**Passage given**
>>>
Other life-cycle analyses show insects as the clear winner. A team led by the University of Edinburgh, for example, has calculated that replacing half the meat eaten worldwide with crickets and mealworms would cut farmland use by a third, substantially reducing emissions of greenhouse gases. However, they noted, more research is needed on the technologies and production systems, and the feed used. Last year, the UK government gave £571,166 to Entomics, a Cambridge firm that is rearing black soldier fly larvae on different ‘recipes’. It’s even investigating microbial fermentation technology, a technique that reportedly enhances the nutritional quality of the feed with knock-on benefits in terms of animal welfare and reduced antibiotic use.
<<<
**Work instructions**
a. Duplicate the passage on insect farming, starting at "Other life-cycle analyses" and ending at "reduced antibiotic use.".
b. According to the passage on insect farming, how much did the UK government give to Entomics last year?
c. Take the passage on insect farming further, continuing from the point where it stops.
None of the records that follow the passage on insect farming are required here.

[Point-based annotation records]
>>>
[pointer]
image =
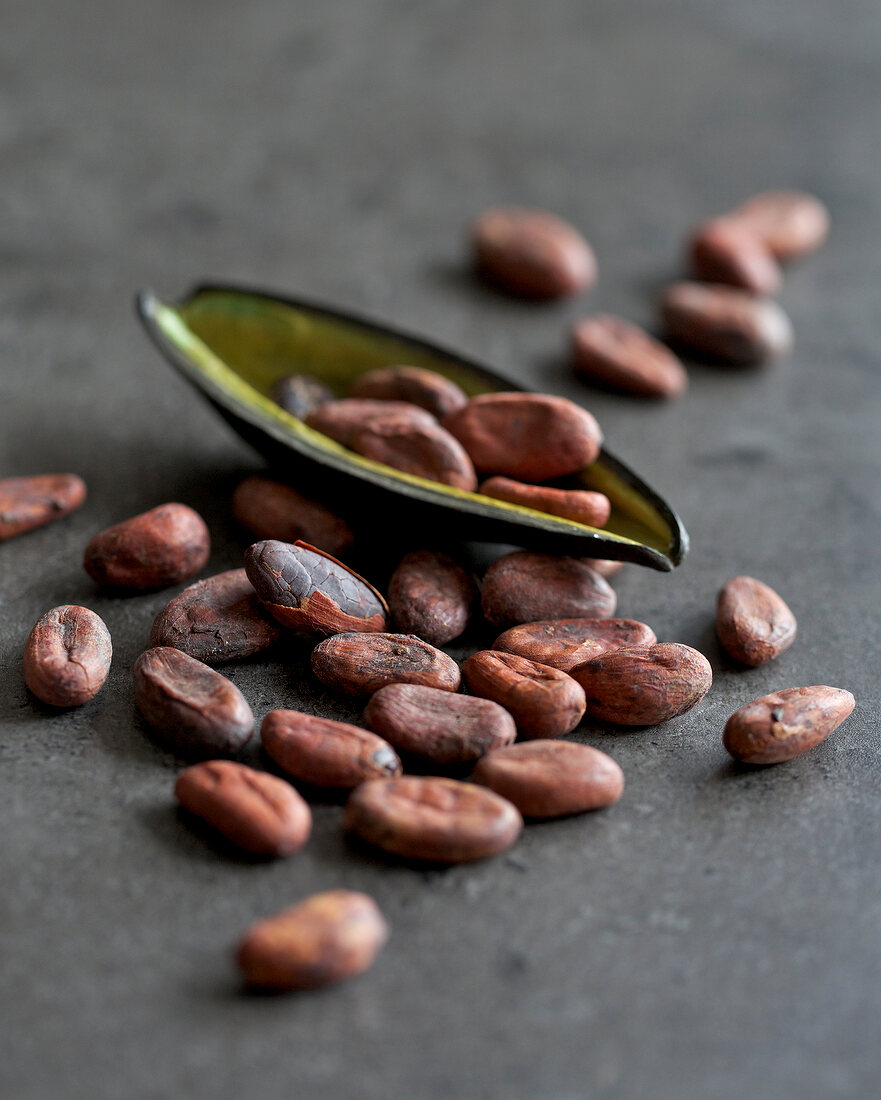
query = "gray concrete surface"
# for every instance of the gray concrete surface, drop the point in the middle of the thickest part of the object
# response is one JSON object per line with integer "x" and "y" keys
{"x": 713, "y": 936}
<<<
**Exercise responses**
a.
Other life-cycle analyses show insects as the clear winner. A team led by the University of Edinburgh, for example, has calculated that replacing half the meat eaten worldwide with crickets and mealworms would cut farmland use by a third, substantially reducing emissions of greenhouse gases. However, they noted, more research is needed on the technologies and production systems, and the feed used. Last year, the UK government gave £571,166 to Entomics, a Cambridge firm that is rearing black soldier fly larvae on different ‘recipes’. It’s even investigating microbial fermentation technology, a technique that reportedly enhances the nutritional quality of the feed with knock-on benefits in terms of animal welfare and reduced antibiotic use.

b. £571,166

c.
This is where it gets interesting – it's not just about what we eat, but what the insects eat, too. “It’s so important to look at the nutritional and environmental benefits of different feeds,” says Alejandro Parodi, a PhD student at Wageningen University in the Netherlands. Parodi is rearing black soldier fly larvae on a range of feedstocks and then comparing the environmental impact with sending the waste for composting or to an anaerobic digestion plant. A handful of companies are hopeful of establishing industrial-scale insect farming systems, but their feedstocks remain a secret. “Insects are the apex of the recycling world. All we are trying to do is mimic that,” said Keiran Whitaker, CEO and founder of Entocycle, the UK’s first insect production facility, in a recent interview with The Grocer. By 2021, he wants six large-scale commercial farms. “Five years ago, when I said humans will be eating insects, people looked at me like I was crazy,” Whitaker said.
Still, to think insects will become a staple part of our diets remains ridiculous. In a UK poll conducted by Mintel in February 2018, only 11% of respondents were interested, with 37% calling it ‘disgusting’. But what about feeding them to our pets, or farmed fish and other livestock? This is where the real market could be, especially given recent changes to animal feed regulations.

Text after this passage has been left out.